Across the whole listing, filter for the string "walkway" and copy every line that has it.

Source data:
↓

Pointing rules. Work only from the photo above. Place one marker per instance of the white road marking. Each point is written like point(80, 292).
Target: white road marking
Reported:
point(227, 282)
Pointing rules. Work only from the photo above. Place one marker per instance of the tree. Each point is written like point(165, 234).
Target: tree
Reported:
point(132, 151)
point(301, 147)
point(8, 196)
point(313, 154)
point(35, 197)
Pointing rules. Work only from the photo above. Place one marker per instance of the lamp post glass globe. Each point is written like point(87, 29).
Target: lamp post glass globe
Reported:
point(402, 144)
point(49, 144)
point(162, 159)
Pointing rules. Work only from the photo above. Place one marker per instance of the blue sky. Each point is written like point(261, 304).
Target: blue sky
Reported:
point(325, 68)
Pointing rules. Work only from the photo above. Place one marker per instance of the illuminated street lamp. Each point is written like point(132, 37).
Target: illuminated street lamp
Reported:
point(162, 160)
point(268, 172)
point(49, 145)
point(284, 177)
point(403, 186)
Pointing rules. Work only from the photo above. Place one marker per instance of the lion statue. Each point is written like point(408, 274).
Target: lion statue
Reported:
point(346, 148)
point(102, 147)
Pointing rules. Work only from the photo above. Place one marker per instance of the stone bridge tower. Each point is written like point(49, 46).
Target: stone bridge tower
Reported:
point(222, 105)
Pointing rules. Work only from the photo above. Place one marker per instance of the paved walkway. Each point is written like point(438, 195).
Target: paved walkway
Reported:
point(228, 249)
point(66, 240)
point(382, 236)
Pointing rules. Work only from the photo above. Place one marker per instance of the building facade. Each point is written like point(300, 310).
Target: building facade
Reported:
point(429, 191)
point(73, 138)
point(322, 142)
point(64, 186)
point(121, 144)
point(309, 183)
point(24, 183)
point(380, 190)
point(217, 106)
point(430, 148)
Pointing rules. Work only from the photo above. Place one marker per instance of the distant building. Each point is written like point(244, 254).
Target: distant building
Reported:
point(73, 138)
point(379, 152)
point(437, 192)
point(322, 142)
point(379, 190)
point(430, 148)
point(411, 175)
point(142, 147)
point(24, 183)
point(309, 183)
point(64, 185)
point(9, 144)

↑

Answer box:
Pointing rules. Work only from the photo above. Place one marker per instance of the paved walkway. Each point is written like point(438, 195).
Target: paved walkway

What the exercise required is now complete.